___ Data excerpts
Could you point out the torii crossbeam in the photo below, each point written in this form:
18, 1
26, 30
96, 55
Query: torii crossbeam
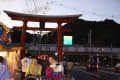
42, 19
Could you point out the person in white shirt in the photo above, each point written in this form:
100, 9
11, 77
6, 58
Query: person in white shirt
25, 62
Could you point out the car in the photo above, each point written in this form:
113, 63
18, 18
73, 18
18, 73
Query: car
117, 67
92, 66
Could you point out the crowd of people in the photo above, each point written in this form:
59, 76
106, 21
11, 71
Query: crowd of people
32, 68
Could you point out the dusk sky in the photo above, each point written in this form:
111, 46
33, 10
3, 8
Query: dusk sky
91, 9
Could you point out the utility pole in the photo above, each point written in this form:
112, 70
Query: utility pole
111, 55
90, 41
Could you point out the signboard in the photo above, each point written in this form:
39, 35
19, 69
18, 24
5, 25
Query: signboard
67, 40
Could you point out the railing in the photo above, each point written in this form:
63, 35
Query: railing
71, 48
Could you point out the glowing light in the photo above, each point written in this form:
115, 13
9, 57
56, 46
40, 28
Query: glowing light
3, 53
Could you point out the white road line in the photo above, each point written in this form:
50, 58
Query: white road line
108, 72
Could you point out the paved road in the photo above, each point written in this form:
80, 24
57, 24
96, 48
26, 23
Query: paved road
81, 74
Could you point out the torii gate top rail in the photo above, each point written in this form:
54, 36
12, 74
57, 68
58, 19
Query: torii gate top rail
46, 18
59, 19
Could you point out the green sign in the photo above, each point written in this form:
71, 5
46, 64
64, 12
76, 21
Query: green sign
67, 40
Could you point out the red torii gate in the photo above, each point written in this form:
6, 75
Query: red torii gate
42, 19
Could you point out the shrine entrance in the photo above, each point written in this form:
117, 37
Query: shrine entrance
42, 19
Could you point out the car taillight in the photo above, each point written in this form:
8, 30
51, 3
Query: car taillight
89, 65
97, 66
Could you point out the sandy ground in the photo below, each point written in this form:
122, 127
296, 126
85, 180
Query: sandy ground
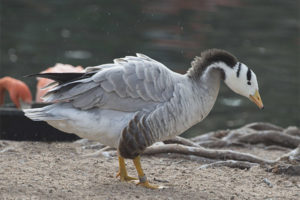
36, 170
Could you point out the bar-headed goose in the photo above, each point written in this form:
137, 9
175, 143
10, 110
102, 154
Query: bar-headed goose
136, 101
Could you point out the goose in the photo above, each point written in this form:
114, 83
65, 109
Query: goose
18, 91
137, 101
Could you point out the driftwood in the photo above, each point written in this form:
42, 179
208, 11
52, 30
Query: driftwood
211, 149
271, 136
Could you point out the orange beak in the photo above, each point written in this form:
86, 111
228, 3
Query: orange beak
257, 100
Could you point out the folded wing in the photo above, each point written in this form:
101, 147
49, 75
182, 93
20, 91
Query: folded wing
129, 84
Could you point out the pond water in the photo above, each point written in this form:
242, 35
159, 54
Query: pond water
262, 34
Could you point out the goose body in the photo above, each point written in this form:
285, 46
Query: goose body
136, 101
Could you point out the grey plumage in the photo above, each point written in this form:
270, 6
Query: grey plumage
144, 100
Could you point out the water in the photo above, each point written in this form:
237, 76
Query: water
263, 34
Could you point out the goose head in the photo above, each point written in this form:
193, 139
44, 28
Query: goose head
236, 75
242, 80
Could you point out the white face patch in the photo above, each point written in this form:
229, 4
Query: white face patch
241, 80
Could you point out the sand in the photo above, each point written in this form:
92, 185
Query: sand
37, 170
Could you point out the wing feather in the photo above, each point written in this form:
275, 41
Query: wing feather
130, 84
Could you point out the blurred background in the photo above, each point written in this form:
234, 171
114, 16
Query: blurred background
265, 35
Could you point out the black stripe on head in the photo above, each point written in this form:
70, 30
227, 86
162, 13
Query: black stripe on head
239, 69
249, 76
209, 57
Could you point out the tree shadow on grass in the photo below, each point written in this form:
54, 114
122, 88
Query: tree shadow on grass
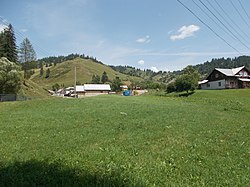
______
▶ _Task brief_: Show every line in the records above that contains the word "shirt", copying each such line in full.

▶ _Reply to the task_:
Could you point out the person in white shirt in the photo above, each point written in this form:
Query: person in white shirt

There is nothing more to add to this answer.